-- START --

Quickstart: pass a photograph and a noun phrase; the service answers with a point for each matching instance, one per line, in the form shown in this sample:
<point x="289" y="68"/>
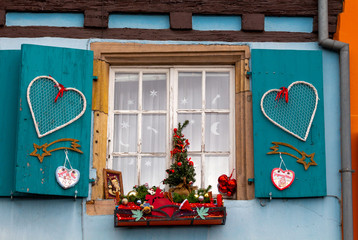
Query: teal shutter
<point x="273" y="69"/>
<point x="10" y="64"/>
<point x="71" y="68"/>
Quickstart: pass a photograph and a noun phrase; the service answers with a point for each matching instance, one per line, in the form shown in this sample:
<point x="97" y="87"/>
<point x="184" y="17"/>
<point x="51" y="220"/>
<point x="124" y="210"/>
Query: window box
<point x="158" y="217"/>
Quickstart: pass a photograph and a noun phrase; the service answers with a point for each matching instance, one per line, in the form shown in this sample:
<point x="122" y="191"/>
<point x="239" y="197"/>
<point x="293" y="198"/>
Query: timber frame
<point x="130" y="54"/>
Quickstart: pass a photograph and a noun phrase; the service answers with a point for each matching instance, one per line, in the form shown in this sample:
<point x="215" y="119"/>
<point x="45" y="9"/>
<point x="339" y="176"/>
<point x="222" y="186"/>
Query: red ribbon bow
<point x="60" y="91"/>
<point x="282" y="94"/>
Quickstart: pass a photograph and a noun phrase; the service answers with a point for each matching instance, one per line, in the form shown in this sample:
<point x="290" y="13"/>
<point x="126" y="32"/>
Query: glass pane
<point x="154" y="91"/>
<point x="126" y="91"/>
<point x="214" y="168"/>
<point x="152" y="170"/>
<point x="217" y="90"/>
<point x="128" y="167"/>
<point x="125" y="133"/>
<point x="197" y="166"/>
<point x="217" y="135"/>
<point x="193" y="130"/>
<point x="189" y="90"/>
<point x="154" y="133"/>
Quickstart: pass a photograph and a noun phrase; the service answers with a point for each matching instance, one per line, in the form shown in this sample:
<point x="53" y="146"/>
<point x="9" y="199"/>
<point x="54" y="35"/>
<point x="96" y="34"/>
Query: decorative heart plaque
<point x="296" y="114"/>
<point x="282" y="179"/>
<point x="52" y="106"/>
<point x="67" y="178"/>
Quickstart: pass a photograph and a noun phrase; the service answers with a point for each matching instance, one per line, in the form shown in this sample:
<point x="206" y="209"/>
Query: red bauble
<point x="222" y="189"/>
<point x="223" y="180"/>
<point x="231" y="185"/>
<point x="227" y="185"/>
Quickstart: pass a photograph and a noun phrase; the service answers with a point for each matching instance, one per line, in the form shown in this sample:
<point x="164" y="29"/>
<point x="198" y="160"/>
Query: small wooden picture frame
<point x="112" y="183"/>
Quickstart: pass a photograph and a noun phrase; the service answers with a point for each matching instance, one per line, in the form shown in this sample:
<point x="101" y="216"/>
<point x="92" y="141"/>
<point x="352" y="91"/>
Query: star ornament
<point x="303" y="161"/>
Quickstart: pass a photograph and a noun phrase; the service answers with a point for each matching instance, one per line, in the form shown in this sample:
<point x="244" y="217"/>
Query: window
<point x="124" y="58"/>
<point x="147" y="103"/>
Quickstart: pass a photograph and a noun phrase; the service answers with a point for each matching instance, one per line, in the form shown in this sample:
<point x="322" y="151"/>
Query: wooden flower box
<point x="123" y="216"/>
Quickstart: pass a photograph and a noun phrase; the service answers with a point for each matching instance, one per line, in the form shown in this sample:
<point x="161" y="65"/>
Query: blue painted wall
<point x="315" y="218"/>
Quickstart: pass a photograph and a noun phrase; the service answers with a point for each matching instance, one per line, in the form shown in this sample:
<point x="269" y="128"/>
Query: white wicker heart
<point x="295" y="116"/>
<point x="48" y="115"/>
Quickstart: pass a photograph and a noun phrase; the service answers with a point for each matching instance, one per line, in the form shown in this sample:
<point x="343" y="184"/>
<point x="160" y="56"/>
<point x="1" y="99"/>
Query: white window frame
<point x="171" y="113"/>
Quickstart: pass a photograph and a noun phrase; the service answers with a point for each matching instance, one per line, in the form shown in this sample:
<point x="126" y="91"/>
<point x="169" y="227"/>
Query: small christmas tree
<point x="181" y="174"/>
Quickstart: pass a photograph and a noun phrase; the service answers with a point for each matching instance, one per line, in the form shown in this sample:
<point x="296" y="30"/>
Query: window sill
<point x="123" y="217"/>
<point x="100" y="207"/>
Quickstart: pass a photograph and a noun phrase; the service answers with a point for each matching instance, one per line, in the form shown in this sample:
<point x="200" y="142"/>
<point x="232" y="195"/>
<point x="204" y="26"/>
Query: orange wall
<point x="348" y="32"/>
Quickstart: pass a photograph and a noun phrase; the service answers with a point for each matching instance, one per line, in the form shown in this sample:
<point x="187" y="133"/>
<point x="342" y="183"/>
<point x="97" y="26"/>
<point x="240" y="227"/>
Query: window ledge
<point x="100" y="207"/>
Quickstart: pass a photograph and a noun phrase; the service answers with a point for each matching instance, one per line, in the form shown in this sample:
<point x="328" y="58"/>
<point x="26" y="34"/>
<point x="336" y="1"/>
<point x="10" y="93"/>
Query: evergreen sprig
<point x="182" y="169"/>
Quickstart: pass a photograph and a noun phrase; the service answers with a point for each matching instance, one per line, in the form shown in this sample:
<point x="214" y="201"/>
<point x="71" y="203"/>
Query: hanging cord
<point x="282" y="162"/>
<point x="67" y="160"/>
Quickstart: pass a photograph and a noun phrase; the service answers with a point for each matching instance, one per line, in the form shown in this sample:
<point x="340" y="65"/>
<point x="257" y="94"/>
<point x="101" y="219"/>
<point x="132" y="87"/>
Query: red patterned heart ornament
<point x="282" y="179"/>
<point x="67" y="178"/>
<point x="227" y="185"/>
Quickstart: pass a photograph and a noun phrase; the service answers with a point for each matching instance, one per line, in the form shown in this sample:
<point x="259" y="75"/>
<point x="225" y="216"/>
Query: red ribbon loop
<point x="282" y="94"/>
<point x="60" y="91"/>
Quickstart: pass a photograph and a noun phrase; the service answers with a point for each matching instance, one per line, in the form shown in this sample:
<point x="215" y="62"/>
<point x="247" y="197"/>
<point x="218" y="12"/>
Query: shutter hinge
<point x="248" y="74"/>
<point x="250" y="181"/>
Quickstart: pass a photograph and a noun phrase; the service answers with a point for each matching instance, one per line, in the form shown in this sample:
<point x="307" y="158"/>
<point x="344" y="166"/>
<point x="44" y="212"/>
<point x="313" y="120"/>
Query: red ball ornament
<point x="227" y="185"/>
<point x="231" y="185"/>
<point x="222" y="189"/>
<point x="223" y="180"/>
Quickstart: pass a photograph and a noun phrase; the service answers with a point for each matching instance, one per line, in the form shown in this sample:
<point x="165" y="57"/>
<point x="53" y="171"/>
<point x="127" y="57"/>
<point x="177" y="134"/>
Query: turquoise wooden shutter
<point x="10" y="63"/>
<point x="71" y="68"/>
<point x="273" y="69"/>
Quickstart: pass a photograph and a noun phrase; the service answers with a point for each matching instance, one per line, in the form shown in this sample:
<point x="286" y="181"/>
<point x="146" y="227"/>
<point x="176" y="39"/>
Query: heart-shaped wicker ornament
<point x="67" y="178"/>
<point x="50" y="115"/>
<point x="296" y="115"/>
<point x="282" y="179"/>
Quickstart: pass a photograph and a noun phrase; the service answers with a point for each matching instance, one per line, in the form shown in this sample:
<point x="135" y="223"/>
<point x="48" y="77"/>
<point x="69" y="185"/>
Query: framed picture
<point x="112" y="183"/>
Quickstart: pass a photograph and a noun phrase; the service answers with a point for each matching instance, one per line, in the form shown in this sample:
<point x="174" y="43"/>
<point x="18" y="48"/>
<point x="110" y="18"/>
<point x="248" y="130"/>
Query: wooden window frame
<point x="108" y="54"/>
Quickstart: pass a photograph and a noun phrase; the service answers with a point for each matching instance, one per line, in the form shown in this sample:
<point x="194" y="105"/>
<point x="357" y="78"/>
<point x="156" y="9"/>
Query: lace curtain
<point x="208" y="116"/>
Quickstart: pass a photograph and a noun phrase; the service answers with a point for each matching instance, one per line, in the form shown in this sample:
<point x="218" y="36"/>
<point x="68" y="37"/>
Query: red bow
<point x="282" y="93"/>
<point x="60" y="91"/>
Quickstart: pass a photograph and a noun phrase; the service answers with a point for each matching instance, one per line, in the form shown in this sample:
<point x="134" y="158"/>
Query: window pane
<point x="217" y="132"/>
<point x="189" y="90"/>
<point x="126" y="91"/>
<point x="154" y="133"/>
<point x="214" y="167"/>
<point x="193" y="130"/>
<point x="197" y="167"/>
<point x="217" y="90"/>
<point x="152" y="170"/>
<point x="128" y="167"/>
<point x="125" y="133"/>
<point x="154" y="91"/>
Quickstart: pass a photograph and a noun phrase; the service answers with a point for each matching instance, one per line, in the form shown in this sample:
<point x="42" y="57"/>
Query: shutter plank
<point x="72" y="68"/>
<point x="273" y="69"/>
<point x="10" y="65"/>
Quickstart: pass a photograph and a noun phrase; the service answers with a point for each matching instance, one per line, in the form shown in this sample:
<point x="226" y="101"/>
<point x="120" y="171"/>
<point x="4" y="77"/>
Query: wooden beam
<point x="100" y="86"/>
<point x="244" y="146"/>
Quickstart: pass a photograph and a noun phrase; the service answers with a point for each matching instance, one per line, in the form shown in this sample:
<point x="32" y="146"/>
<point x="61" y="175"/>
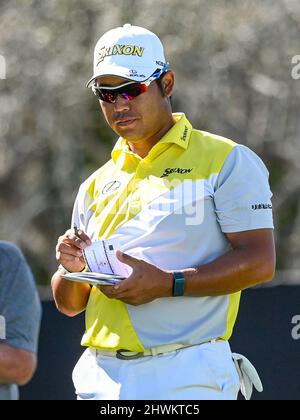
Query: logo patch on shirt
<point x="185" y="133"/>
<point x="262" y="206"/>
<point x="181" y="171"/>
<point x="110" y="187"/>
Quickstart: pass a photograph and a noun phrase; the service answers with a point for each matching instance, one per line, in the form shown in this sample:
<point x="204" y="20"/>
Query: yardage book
<point x="102" y="264"/>
<point x="94" y="279"/>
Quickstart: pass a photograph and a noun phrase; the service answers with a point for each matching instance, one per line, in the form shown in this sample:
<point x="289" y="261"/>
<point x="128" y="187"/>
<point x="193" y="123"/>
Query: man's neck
<point x="143" y="147"/>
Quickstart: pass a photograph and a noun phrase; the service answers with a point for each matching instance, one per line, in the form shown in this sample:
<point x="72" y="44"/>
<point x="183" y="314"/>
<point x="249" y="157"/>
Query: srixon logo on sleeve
<point x="2" y="328"/>
<point x="181" y="171"/>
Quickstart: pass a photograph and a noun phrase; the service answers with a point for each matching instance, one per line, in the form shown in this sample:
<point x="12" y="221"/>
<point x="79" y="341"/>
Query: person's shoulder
<point x="97" y="176"/>
<point x="210" y="151"/>
<point x="212" y="142"/>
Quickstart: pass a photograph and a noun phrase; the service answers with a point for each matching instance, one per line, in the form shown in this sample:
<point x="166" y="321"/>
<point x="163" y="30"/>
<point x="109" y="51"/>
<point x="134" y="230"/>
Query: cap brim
<point x="139" y="75"/>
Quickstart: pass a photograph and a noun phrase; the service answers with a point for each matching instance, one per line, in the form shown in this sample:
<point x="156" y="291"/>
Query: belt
<point x="153" y="351"/>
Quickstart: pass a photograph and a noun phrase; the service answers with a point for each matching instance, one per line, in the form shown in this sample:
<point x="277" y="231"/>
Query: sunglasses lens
<point x="127" y="92"/>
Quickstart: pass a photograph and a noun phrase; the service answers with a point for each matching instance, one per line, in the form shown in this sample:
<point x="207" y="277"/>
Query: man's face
<point x="138" y="119"/>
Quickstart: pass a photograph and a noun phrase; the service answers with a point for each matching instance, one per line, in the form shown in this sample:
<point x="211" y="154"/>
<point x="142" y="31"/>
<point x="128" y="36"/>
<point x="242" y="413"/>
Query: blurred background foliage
<point x="233" y="63"/>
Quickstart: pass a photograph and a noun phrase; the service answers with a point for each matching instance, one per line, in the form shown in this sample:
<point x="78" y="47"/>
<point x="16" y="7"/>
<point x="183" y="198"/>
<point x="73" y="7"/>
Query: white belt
<point x="153" y="351"/>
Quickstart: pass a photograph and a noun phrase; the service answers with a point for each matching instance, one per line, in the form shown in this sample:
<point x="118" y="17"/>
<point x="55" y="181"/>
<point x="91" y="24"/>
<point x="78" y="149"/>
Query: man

-- END --

## Task brief
Locate every line in the items above that contains the word "wall", and copy each of those lines in full. Case counts.

## Exercise output
Query: blue painted wall
Query: orange wall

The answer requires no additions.